Challenge 1
Using the Supreme Court interview, answer yes or no for each statement and quote the words that decide it: (a) Greenwald says the three frontrunners would be more progressive than Justice Stevens; (b) Justice Kennedy was a Reagan appointee; (c) Elena Kagan is the current Solicitor General.
Challenge 2
List every person the Supreme Court interview names as a likely nominee or a possible choice for the Court.
Challenge 3
Extend the Supreme Court interview past its final line.
══ Page excerpt
AMY GOODMAN: Glenn Greenwald, I’d like you now to go through talking about who — how you evaluate some of these candidates. Your latest blog is called “The Case Against Elena Kagan” at Salon.com. Why?

GLENN GREENWALD: I think the starting point has to be that the three nominees, likely nominees, identified correctly by Nan Aron as the frontrunners — Elena Kagan, Judge Garland and Judge Wood — of the three, none of them would be more progressive than Judge Stevens. I don’t think there’s a single person anywhere who would suggest that that’s the case. There are a couple of possibilities, like Harold Koh and Pamela Karlan, whom Nan also discussed, who very well may be as progressive as, if not more progressive than, Justice Stevens, but most people believe that they’re not really viable choices. But the three frontrunners certainly are not more progressive than Judge Stevens.

And I think it’s very clear that two of them, Elena Kagan and Judge Garland, would actually be more conservative, perhaps much more conservative, than Justice Stevens would be. So what we’re talking about, if either of those two individuals are chosen — Elena Kagan, the current Solicitor General, or Judge Garland — what you’re really talking about is the effect of moving the Supreme Court to the right. Remember, this is a Supreme Court that’s already dominated by conservatives. You have Justices Scalia, Thomas, Roberts and Alito forming a basically impenetrable right-wing bloc, with Justice Kennedy, who was a Reagan appointee, frequently joining them. [no audio]

AMY GOODMAN: We’re talking to Glenn Greenwald, but we are talking by video stream, so sometimes it just gets caught up for a second.
════
══ Data excerpts
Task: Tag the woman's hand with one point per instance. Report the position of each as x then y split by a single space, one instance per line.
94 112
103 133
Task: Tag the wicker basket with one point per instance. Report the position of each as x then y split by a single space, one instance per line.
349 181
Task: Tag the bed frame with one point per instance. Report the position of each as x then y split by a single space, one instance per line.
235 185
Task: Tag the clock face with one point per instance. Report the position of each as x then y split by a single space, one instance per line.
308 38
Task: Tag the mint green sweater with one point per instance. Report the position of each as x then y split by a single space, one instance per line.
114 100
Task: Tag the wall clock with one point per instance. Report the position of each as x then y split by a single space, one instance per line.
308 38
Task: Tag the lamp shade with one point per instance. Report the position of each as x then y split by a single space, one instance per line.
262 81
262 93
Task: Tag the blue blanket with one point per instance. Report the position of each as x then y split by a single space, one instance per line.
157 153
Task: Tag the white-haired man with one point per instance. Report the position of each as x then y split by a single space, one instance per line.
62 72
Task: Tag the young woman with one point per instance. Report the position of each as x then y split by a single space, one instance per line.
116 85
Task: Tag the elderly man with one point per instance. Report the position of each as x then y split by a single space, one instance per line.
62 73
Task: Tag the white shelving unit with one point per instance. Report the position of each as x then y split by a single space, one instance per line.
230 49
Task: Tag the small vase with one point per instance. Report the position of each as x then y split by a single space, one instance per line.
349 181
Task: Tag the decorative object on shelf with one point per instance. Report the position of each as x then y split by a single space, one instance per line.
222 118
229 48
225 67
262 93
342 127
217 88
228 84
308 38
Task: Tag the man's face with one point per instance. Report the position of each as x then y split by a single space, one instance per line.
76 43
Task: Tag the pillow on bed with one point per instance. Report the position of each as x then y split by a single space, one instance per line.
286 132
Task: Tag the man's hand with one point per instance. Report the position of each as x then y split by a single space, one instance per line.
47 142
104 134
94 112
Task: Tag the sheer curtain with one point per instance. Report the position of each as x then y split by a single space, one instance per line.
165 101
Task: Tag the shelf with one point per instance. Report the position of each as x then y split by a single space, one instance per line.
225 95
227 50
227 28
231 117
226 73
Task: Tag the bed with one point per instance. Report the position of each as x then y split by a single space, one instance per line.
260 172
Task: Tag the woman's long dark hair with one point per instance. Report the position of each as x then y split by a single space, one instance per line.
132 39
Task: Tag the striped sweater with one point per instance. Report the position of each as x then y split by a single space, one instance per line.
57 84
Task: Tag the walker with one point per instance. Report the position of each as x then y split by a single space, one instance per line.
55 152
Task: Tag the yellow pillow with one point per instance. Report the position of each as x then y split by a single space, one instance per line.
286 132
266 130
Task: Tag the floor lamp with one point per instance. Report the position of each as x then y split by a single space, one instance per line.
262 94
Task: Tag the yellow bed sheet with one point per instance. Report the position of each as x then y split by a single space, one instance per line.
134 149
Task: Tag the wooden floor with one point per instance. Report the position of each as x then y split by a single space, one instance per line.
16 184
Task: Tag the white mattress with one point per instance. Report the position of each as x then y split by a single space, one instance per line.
════
Expected answer 1
(a) No: "But the three frontrunners certainly are not more progressive than Judge Stevens."
(b) Yes: "with Justice Kennedy, who was a Reagan appointee, frequently joining them"
(c) Yes: "Elena Kagan, the current Solicitor General"

Expected answer 2
Elena Kagan
Judge Garland
Judge Wood
Harold Koh
Pamela Karlan

Expected answer 3
Glenn, keep going.

GLENN GREENWALD: So we’re talking about the very real possibility here that President Obama, a Democratic president who progressives worked very hard to elect, with a Senate of fifty-nine Democrats, could actually move the Court to the right.

And what I’ve been focusing on is the record of Elena Kagan, because it’s well known that Judge Garland is clearly a moderate to conservative justice, and he has a long record of judicial opinions that people can go and read and see where he falls on the spectrum. Elena Kagan actually has very little record to speak of that would enable anybody to know where it is that she falls on the political spectrum.

And I think that issue, the fact that she has so little record, is disturbing in and of itself. I mean, why would progressives or Democrats, with an opportunity to replace somebody like Justice Stevens, possibly want to take a huge risk of appointing somebody to the Court whose judicial philosophy can’t really be discerned, because she’s spoken out almost never on most of the key constitutional and legal questions of the day? And that even includes, over the last decade, when there was an assault on the Constitution and the rule of law by the George Bush administration, and virtually every law professor, academician, anyone of note in the legal community, spoke out against what it was that Bush and Cheney were doing. She was completely silent. You can’t find a single utterance from her, in writing or orally, where she expressed a view one way or the other on the radical executive power claims of the Bush administration.

And what little there is to see comes from her confirmation hearing as Solicitor General and a law review article she wrote in 2001, in which she expressed very robust defenses of executive power, including the power of the president to indefinitely detain anybody around the world as an enemy combatant, based on the Bush-Cheney theory that the entire world is a battlefield and the US is waging a worldwide war.

So I think there are a lot of reasons to be extremely worried about the prospect of the nomination of Elena Kagan, and the fact that she has very little record is, by itself, disturbing, and the little record that she has is even more so.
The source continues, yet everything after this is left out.